--- PASSAGE TO READ Enclosed Below ---

I’ll give you an example. I once befriended one of these “betas.” I was in a relationship with a young woman I adored. She had friends. Friends have boyfriends. One of these boyfriends was a beta. By no fault of my own, this freak of evolution made his way into my personal space. On an evening when yours truly was not present, there was an incident. A bad one. An ex-boyfriend came calling. In a drunken rage, he persisted to split her eye open, while her beta, man child, fled the scene in pursuit of his own safety. Yours truly (myself) then spent the better part of a week in rabid search of the abuser. Man child just couldn’t stack up when the chips were down.
The word shameful is an almost blasphemous understatement. Yet, this is the modus operandi of the beta. Danger equals run. Forget the beautiful woman whom you share a bed with. This same woman who gives you her body at night, and dreams of a future with you. That guy is scary, “Run doood!”
Yet I see it among men my age as well. I hear things like, “I’d love to own a handgun, but my wife won’t let me.” Men who are afraid to excercise a mere opinion, in their own homes. Or, heaven forbid, live on mutual terms with their female counterparts. No, they avoid conflict at all costs. Even when this conflict is a civil discussion, where they may be forced to man up and voice an opinion. That causes feelings, sometimes feelings are scary. Feelings equal conflict. Conflict equals Run. And when they’re not running away, they’re avoiding at all costs.

--- End of Enclosed PASSAGE TO READ ---

--- EXERCISE SET ---
[a] Answer from the passage about betas:
(i) What did the drunken ex-boyfriend do to the young woman?
(ii) How long did the writer spend searching for the abuser?
(iii) What do some men say they would love to own but their wives won't let them?
[b] Format the rows, from the first one up to and including the row with "box: [290, 130, 302, 169]", as a Markdown table with the columns No. and Text. Leave out blank lines and the pictures.
The rows come from a different source than the passage about betas.

--- DATASET ENTRIES Enclosed Below ---

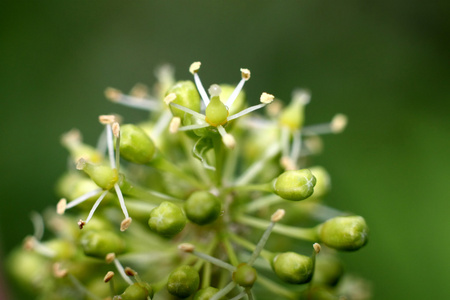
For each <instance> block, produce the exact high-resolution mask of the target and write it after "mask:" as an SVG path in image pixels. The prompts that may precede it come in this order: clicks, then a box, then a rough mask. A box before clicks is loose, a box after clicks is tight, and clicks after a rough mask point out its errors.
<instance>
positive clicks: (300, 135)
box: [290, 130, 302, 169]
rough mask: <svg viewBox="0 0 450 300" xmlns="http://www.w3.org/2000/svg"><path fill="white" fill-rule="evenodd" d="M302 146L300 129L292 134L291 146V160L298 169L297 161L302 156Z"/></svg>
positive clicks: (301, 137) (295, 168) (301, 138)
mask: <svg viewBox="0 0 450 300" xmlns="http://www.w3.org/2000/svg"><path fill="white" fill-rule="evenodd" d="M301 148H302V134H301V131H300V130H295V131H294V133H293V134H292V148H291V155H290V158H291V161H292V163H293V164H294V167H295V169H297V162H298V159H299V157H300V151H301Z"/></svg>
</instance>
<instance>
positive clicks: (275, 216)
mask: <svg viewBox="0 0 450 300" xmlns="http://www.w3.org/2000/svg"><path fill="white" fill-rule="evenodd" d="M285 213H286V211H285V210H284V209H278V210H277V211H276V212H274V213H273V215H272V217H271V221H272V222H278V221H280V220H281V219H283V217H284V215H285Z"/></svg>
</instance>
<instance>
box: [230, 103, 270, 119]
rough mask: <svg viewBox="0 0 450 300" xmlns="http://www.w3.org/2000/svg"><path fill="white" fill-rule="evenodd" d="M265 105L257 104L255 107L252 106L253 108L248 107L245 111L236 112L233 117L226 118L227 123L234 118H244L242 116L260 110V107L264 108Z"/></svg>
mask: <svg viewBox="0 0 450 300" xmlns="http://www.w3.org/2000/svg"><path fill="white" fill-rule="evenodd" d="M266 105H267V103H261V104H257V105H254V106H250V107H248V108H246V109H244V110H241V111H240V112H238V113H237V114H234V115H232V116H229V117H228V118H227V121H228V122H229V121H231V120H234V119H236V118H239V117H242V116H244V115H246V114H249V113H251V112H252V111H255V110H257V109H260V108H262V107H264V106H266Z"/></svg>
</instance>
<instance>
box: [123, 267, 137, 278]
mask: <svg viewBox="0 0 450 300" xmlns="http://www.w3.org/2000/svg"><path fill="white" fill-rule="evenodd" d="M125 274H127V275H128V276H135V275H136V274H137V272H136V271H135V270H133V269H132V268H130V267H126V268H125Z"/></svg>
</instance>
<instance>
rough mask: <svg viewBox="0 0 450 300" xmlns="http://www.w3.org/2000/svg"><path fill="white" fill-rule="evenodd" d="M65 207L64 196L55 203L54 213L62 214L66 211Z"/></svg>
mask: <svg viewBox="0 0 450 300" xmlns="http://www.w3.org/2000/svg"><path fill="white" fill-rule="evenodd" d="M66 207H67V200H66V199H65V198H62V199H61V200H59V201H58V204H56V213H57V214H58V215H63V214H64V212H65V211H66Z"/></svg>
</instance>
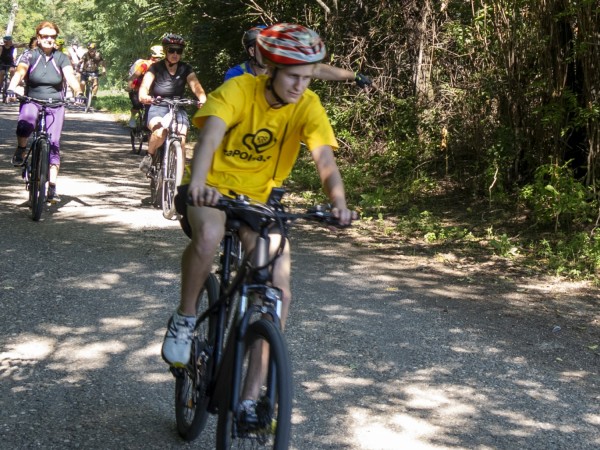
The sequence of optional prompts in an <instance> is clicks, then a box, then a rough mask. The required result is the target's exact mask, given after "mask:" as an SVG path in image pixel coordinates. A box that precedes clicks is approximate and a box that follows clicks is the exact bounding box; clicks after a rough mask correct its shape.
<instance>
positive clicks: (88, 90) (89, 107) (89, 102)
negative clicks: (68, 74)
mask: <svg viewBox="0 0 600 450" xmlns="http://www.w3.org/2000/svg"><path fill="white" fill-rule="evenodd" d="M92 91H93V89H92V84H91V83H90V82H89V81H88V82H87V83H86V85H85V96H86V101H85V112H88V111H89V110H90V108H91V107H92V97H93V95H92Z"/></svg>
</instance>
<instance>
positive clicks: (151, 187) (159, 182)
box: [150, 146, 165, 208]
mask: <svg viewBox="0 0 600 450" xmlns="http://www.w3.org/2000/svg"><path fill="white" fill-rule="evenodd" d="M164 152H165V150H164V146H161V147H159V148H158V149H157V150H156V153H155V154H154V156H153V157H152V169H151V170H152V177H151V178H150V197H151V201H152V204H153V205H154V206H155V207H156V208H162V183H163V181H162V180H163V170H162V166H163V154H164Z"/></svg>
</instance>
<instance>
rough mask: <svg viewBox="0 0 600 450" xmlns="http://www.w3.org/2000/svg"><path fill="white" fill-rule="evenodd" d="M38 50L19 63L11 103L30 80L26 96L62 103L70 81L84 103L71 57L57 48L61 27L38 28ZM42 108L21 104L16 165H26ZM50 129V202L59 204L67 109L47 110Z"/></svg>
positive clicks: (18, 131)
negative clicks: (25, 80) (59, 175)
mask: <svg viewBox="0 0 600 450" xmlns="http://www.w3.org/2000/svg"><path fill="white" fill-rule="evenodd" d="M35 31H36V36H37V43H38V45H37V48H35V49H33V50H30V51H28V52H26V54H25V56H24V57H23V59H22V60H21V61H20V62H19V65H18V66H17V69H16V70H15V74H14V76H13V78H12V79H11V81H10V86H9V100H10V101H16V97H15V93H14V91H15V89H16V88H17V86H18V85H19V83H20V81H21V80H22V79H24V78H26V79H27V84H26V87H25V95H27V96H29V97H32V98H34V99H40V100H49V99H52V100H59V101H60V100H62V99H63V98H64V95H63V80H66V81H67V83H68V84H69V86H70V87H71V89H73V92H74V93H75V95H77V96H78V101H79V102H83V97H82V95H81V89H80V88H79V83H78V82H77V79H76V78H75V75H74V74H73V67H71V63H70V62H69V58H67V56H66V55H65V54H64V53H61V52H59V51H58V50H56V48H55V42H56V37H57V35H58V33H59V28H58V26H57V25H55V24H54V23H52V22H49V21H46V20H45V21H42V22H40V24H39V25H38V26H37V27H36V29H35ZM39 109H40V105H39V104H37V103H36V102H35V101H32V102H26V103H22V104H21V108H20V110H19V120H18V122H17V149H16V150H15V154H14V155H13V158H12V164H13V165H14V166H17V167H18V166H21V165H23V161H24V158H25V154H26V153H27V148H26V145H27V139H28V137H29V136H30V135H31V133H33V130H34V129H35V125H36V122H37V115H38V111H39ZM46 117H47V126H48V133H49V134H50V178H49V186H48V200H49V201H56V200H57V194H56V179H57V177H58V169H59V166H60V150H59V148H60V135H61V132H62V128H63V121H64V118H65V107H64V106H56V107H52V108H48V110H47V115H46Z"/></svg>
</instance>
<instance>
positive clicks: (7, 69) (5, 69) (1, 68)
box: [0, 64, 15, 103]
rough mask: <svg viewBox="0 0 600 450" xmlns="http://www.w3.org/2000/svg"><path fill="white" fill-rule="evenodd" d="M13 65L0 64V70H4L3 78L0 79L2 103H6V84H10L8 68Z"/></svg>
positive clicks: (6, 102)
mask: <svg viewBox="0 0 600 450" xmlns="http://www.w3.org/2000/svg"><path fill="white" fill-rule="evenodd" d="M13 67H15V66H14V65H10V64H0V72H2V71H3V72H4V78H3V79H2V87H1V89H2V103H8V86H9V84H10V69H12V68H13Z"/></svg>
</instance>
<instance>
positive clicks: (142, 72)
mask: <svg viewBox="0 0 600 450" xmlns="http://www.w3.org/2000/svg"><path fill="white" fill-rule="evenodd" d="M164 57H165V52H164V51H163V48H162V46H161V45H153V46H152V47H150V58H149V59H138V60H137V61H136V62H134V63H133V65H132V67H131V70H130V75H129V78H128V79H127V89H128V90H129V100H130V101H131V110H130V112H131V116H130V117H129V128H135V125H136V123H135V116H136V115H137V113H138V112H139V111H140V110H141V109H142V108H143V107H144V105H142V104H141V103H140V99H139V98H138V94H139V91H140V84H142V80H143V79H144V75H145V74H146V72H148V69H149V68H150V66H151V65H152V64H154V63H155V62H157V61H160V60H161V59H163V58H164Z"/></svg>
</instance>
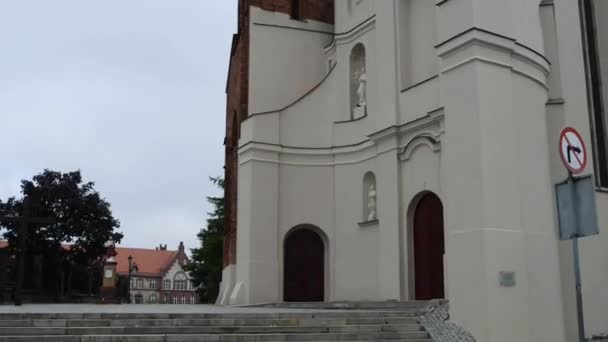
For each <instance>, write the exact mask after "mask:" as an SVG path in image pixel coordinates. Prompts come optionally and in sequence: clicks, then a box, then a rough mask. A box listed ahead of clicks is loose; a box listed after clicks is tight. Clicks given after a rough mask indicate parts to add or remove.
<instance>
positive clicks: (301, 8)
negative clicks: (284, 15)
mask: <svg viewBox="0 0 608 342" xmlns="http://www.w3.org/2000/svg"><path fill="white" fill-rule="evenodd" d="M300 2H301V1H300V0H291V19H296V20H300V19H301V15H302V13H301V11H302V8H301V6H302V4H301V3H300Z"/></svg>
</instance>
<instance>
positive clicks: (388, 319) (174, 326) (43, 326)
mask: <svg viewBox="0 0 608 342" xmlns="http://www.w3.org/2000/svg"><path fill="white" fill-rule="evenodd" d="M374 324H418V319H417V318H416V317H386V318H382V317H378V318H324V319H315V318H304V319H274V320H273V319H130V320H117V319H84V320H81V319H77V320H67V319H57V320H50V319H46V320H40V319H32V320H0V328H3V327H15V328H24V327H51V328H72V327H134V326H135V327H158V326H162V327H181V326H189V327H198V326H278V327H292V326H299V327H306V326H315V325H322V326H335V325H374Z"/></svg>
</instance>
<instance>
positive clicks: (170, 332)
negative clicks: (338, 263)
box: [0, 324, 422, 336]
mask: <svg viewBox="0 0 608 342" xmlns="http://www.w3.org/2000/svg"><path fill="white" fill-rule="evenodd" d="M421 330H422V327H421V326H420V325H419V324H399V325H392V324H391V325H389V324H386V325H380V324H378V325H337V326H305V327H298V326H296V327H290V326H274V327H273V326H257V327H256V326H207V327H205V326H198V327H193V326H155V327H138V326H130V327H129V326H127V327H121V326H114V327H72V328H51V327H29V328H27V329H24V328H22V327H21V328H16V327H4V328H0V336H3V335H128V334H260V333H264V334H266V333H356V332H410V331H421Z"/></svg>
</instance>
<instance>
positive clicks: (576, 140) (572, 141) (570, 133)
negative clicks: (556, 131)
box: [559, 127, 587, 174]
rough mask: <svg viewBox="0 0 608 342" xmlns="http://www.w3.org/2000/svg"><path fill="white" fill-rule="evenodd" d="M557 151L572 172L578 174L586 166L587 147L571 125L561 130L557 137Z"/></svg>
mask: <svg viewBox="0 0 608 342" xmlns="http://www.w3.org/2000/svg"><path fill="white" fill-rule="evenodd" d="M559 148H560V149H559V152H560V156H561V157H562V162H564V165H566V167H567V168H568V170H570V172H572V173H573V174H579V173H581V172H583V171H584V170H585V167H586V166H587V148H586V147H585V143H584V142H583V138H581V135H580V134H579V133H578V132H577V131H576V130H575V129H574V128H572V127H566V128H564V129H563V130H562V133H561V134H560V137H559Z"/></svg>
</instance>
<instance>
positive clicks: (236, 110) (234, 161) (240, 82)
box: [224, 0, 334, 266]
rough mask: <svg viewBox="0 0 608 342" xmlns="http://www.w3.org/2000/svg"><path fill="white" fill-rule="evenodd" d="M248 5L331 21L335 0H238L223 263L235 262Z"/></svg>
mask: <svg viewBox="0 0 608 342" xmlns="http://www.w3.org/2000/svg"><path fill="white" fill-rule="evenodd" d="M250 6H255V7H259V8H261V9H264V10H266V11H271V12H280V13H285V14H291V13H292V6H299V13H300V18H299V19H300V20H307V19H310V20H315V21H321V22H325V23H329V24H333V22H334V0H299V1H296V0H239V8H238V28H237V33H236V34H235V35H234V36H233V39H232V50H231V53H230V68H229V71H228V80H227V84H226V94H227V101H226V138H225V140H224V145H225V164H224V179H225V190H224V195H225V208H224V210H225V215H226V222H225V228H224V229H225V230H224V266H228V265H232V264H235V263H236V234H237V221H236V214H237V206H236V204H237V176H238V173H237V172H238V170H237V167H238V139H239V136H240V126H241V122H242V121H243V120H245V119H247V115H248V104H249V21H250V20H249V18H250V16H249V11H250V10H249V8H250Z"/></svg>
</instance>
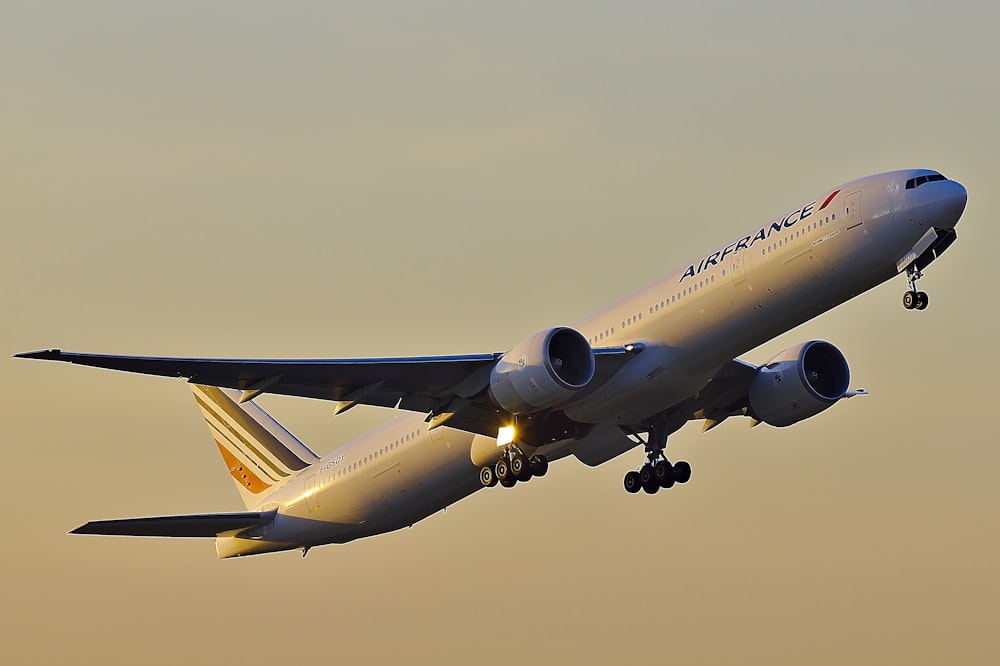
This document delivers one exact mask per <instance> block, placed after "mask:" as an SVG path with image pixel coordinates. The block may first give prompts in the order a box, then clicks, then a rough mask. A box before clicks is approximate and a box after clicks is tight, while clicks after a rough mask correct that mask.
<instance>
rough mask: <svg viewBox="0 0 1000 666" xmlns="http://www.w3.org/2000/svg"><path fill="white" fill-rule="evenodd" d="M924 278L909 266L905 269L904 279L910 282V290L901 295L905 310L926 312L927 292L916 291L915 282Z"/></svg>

--- End of Enclosed DATASET ENTRIES ---

--- ANSWERS PROVIDED ---
[a]
(i) He split her eye open.
(ii) The better part of a week.
(iii) A handgun.

[b]
| No. | Text |
|---|---|
| 1 | For each <instance> block, produce the exact high-resolution mask of the target and write it after "mask:" as an SVG path in image pixels. The prompts that may precede it come in this order: clicks, then a box, then a rough mask. A box before clicks is loose, a box after clicks is tight, and clicks after a rough mask point out its errors. |
| 2 | <instance> |
| 3 | positive clicks: (300, 135) |
| 4 | box: [290, 130, 302, 169] |